__Your task__
In the blog post about the union pension bill, how many retirees does the Teamsters Union have for every currently employed worker?

--- start Text section ---

Friday, June 18, 2010

Look For The Union Label--On Your Tax Bill

It's payback time in Washington, and the unions are calling in their markers. Congress is now preparing another bailout--for unions too big to fail (as well as those too small to succeed). The latest bill, proposed by Democrat Senator Bob Casey of Pennsylvania, would guarantee that mismanaged, misplaced, misapplied and just plain missing union pension funds will be replaced by you, the taxpayer.

In a chapter right out of Animal Farm or 1984, the bill is called the "Create Jobs and Save Benefits Act of 2010." Many union employees have retirement and pension benefits which would make Midas blush, but that isn't enough. The union bosses want to make sure that no union employee will ever get less than he was promised by those same bosses. This perpetuation of outrageous and crippling pension deals used to be guaranteed by union pools ("multiemployer pension plans") which shored up or saved benefits for union employees who moved to a company that later went bankrupt and couldn't fund the pensions.

The employees who were vested in the pension, even though years from retirement, would never be allowed to accept the risks that the rest of us face. Once a member was vested and then found himself without a participating company to pay the benefits for his full retirement, he became what is called an "orphan." Orphaned union member benefits were previously paid for out of money collected from companies which were still capable of paying into the retirement fund (the "pool"). Casey now wants to leave that money in place for ever-increasing benefits for the healthy companies' union employees and instead have you, the taxpayer, pick up the tab for the orphaned union retirees.

The whole concept is that regardless of whether the union benefits themselves have caused a company to go under, or the union has screwed up funding the pensions which the healthy companies have been paying into all along, the union retiree will now have the complete security of knowing his cushy pension will always be funded. Under certain extraordinary circumstances, Congress authorized the Pension Benefit Guaranty Corporation (PBGC) to rescue the union pensions. But the taxpayer funding (Guaranty) has to be approved and reviewed annually. In a scheme similar to the Federal Deposit Insurance Corporation, the PBGC is theoretically only guaranteeing a pension failure bailout once for a total of $12,870 per retiree.

When these guarantees were worked out originally under the multiemployer (pool) concept, there were many active union employees for each retiree, so the funds usually appeared to be working. That has changed drastically, such that today for every working union pool worker, there is one retiree. That means that there is simply no way the union/healthy employer scheme can fund the orphan pensions. Some unions are even worse off. The Teamsters Union has four retirees for every currently employed worker, which means it's almost impossible to fund Teamster employee retirees, let alone have money left over to go into a pool for orphan retirees.

--- end Text section ---
--- start Material supplied ---

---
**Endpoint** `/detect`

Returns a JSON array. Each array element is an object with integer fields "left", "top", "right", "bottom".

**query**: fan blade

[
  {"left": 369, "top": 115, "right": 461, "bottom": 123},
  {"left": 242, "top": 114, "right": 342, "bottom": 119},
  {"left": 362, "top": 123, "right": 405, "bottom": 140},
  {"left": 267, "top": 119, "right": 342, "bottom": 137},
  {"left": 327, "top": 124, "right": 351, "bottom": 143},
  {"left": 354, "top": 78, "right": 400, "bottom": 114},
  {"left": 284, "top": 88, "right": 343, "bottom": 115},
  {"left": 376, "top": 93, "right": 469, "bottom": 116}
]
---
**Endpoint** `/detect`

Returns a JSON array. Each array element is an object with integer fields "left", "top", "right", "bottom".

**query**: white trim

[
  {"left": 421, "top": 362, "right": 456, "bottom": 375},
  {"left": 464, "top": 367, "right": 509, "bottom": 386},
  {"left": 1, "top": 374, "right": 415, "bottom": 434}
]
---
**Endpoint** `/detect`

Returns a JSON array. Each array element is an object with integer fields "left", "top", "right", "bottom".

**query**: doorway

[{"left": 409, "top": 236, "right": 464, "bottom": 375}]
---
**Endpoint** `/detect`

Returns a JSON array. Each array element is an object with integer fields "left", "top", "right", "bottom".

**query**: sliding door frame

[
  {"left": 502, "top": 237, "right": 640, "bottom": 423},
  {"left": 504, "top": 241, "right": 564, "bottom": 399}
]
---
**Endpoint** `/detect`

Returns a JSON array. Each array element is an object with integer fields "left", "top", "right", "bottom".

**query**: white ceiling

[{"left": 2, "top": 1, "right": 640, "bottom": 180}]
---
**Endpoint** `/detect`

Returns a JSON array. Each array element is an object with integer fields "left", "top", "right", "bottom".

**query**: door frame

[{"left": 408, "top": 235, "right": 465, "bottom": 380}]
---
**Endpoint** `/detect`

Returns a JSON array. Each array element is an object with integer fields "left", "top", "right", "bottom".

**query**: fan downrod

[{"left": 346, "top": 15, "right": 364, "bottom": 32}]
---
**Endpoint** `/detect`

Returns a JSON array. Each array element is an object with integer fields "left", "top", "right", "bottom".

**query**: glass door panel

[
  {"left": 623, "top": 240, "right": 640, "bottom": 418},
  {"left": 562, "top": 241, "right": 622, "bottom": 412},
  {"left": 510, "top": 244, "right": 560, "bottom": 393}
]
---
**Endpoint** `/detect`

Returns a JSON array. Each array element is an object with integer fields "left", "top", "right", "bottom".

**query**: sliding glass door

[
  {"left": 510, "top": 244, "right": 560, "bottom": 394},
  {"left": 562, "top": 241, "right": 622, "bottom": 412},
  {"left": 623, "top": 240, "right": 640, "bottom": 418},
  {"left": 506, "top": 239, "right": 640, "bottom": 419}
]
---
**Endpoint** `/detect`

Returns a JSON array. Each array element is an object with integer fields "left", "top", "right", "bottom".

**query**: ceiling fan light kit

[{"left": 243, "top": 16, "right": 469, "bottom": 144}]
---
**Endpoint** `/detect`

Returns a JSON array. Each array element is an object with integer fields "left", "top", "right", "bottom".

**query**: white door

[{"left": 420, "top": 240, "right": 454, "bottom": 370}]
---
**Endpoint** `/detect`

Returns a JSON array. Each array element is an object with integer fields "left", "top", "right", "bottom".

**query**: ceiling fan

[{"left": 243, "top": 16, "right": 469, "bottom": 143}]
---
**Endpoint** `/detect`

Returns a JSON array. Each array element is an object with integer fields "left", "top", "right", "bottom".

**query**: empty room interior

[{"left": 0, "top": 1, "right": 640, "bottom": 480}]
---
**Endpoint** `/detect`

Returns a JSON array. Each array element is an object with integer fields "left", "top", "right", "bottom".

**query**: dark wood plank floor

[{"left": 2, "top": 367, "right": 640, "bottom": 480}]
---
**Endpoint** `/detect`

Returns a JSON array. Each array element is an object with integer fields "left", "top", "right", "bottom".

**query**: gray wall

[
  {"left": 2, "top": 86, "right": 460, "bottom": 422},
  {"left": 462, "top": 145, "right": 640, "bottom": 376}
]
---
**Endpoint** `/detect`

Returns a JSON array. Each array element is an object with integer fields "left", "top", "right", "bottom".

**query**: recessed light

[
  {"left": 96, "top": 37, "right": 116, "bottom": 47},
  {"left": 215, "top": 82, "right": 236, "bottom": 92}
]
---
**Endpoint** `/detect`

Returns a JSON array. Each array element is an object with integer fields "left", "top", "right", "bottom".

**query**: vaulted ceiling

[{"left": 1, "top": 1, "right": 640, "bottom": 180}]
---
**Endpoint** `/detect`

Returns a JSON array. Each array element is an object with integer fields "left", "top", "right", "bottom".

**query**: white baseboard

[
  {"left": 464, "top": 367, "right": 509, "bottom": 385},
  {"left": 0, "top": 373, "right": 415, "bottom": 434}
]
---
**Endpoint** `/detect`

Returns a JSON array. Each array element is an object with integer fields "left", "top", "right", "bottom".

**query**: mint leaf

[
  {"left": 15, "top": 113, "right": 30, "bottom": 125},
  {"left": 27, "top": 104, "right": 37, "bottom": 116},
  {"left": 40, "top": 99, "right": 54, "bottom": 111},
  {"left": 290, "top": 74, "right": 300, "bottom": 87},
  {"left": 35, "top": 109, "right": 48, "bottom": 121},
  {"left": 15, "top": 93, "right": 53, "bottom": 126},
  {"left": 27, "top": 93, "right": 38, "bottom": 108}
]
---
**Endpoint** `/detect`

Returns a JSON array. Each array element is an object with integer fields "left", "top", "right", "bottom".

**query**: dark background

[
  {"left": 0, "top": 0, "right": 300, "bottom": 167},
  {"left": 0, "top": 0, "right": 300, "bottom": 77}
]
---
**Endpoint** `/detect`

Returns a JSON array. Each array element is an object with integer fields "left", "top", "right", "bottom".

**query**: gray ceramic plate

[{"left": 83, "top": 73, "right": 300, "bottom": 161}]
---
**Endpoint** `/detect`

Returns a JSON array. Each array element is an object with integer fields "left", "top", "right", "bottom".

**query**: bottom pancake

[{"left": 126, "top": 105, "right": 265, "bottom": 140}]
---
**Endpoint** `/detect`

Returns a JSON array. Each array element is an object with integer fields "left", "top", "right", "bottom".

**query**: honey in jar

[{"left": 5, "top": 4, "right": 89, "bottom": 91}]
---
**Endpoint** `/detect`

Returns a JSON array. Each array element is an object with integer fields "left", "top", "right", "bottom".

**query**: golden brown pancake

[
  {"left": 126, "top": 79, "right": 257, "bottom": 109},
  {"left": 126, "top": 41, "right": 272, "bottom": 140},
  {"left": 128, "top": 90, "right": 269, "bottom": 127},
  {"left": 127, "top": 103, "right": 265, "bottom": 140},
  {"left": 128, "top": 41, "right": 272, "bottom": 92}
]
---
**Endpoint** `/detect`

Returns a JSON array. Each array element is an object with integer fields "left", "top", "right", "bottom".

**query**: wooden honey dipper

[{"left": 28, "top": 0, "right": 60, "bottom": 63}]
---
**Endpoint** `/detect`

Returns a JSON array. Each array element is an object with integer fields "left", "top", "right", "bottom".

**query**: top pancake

--- end Material supplied ---

__Response below__
Four retirees for every currently employed worker.